[Excerpts from a dataset on pointing at objects]
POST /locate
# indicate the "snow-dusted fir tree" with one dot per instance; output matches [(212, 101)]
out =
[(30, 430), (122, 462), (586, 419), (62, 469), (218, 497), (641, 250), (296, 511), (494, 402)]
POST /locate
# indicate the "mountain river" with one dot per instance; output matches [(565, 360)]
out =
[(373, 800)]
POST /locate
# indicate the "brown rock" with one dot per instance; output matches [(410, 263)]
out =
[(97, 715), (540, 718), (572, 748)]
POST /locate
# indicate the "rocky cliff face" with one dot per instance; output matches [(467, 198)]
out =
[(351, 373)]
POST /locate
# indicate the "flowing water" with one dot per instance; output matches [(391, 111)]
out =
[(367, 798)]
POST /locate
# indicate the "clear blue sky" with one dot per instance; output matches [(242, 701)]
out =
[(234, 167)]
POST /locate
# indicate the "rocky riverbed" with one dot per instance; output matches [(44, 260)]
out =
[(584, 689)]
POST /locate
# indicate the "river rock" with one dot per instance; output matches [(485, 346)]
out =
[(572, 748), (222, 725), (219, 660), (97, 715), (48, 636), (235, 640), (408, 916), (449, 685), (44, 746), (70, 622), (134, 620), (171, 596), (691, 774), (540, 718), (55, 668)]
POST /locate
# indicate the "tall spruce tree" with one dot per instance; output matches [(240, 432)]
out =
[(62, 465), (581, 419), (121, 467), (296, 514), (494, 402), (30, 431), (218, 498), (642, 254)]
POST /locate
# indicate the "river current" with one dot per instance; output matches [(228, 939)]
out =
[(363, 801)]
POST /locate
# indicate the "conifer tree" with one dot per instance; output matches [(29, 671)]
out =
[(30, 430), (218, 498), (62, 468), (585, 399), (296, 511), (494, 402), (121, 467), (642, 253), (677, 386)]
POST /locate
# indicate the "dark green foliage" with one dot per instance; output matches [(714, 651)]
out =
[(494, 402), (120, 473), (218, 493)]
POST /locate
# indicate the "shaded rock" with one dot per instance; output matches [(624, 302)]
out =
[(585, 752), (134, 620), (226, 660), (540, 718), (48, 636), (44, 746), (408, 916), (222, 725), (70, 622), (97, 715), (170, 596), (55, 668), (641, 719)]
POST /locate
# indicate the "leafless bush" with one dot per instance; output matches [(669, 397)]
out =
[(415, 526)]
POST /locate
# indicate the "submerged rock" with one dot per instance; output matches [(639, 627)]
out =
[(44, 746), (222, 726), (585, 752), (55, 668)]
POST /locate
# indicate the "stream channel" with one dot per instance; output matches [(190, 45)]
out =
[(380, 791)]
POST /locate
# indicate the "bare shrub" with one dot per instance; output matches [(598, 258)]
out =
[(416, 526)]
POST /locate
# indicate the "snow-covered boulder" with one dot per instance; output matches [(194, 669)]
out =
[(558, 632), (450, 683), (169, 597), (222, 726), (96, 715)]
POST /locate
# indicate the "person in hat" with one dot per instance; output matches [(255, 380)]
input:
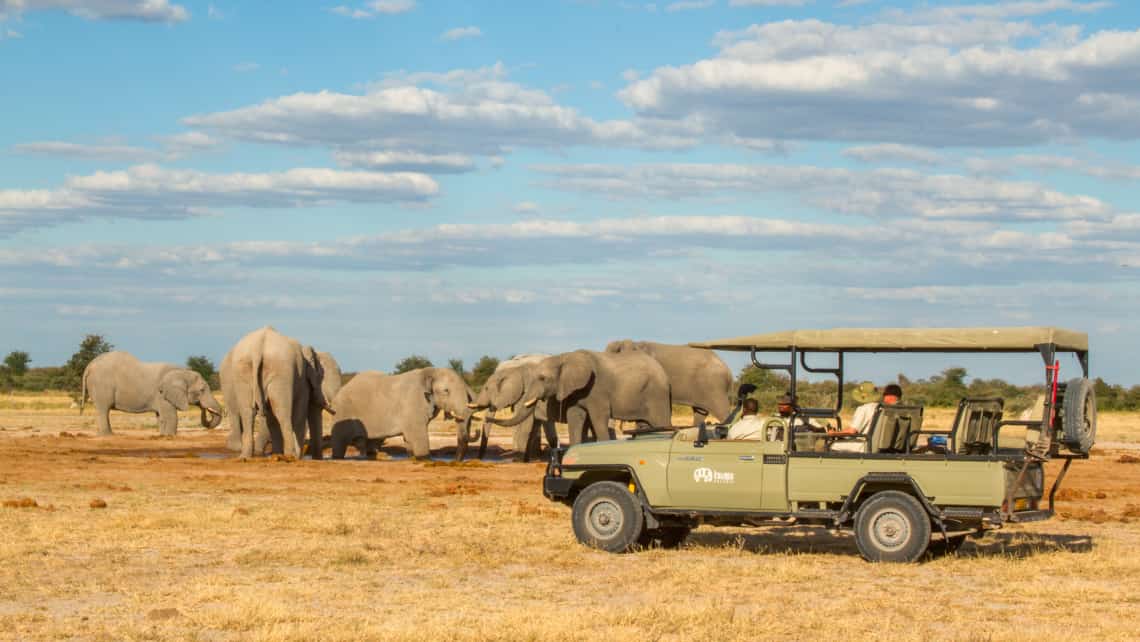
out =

### The problem
Render all the data above as a JSON list of strings, one string per line, with blank lines skipped. Leave the pictures out.

### Full answer
[
  "POST /locate",
  "# indicate the \"snow-dusted fir tree\" with one dot per instance; output matches [(212, 101)]",
  "out =",
  "[(30, 430), (122, 462), (586, 419), (62, 469), (218, 497), (641, 250), (296, 511), (494, 402)]",
  "POST /locate",
  "# indicate the \"mountain river\" with one dot per instance; output matches [(565, 360)]",
  "out =",
  "[(373, 800)]",
  "POST /locate",
  "# indicate the \"brown rock\" with one dot per instance; output matches [(410, 263)]",
  "out =",
  "[(97, 715), (540, 718), (572, 748)]",
  "POST /locate",
  "# indicate the \"rocky cliff face\" with one dot per instance; output matches [(467, 198)]",
  "out =",
  "[(351, 373)]",
  "POST /locate",
  "# indicate the \"flowing water\" with one dot per instance; output matches [(391, 111)]",
  "out =",
  "[(367, 798)]",
  "POST /locate",
  "# indicate the \"clear blue sky\" with one dot per instance; output matches [(242, 701)]",
  "out =",
  "[(234, 167)]",
  "POST /locate",
  "# indicate the \"rocky riverbed\" with one dot per instance; output matches [(44, 260)]",
  "out =",
  "[(584, 689)]",
  "POST /locate",
  "# indicate the \"river rock\" with one dot per instance; output matches [(485, 346)]",
  "out =",
  "[(572, 748), (222, 725), (219, 660), (97, 715), (48, 636), (235, 640), (408, 916), (449, 685), (44, 746), (70, 622), (134, 620), (171, 596), (691, 774), (540, 718), (55, 668)]",
  "POST /locate",
  "# indicate the \"tall spruce tree\" with one dot per instance; output matches [(240, 432)]",
  "out =",
  "[(62, 465), (581, 419), (121, 467), (296, 514), (494, 402), (30, 431), (218, 498), (642, 254)]",
  "POST /locate",
  "# indicate the \"river current\" with one dot per instance; output matches [(228, 939)]",
  "out =",
  "[(363, 801)]",
  "POST /locate",
  "# indicate the \"conifer tree\" with one dot per instance; output matches [(29, 671)]",
  "out =",
  "[(30, 430), (218, 498), (62, 468), (585, 399), (296, 511), (494, 402), (121, 467), (642, 253), (677, 386)]",
  "POST /locate",
  "# indicate the \"dark green foliage\" with one dot per instance; output matches [(714, 651)]",
  "out =",
  "[(494, 402), (120, 473), (218, 493)]",
  "POST /locate",
  "# indicate the \"shaded rock\" with one dot per instance; output matches [(624, 302)]",
  "out =",
  "[(585, 752), (134, 620), (226, 660), (540, 718), (48, 636), (44, 746), (408, 916), (222, 725), (70, 622), (97, 715), (170, 596), (55, 668), (641, 719)]",
  "POST /locate",
  "# indicate the \"leafless bush\" with one dot per instance; output matches [(669, 397)]",
  "out =",
  "[(415, 526)]",
  "POST /locate",
  "# indicate the \"submerged rock\" with one dot per instance; output matches [(639, 627)]",
  "out =",
  "[(44, 746), (222, 726), (585, 752), (55, 668)]",
  "POST /locate",
  "# indicate the \"stream channel\" with one dot per instance; output matches [(190, 45)]",
  "out =",
  "[(380, 791)]",
  "POST /locate",
  "# indicate the \"bare shrub\" with one dot per instance; output matches [(598, 258)]",
  "out =",
  "[(416, 526)]",
  "POST /locate",
  "# indicate the \"snow-covered boulder\" with one dot per instance; output matches [(194, 669)]",
  "out =",
  "[(558, 632), (450, 683), (169, 597), (222, 726), (96, 715)]",
  "POST /locate",
  "# indicate the \"person in hat\" with one dot per instance; output matches [(255, 380)]",
  "input:",
  "out ="
]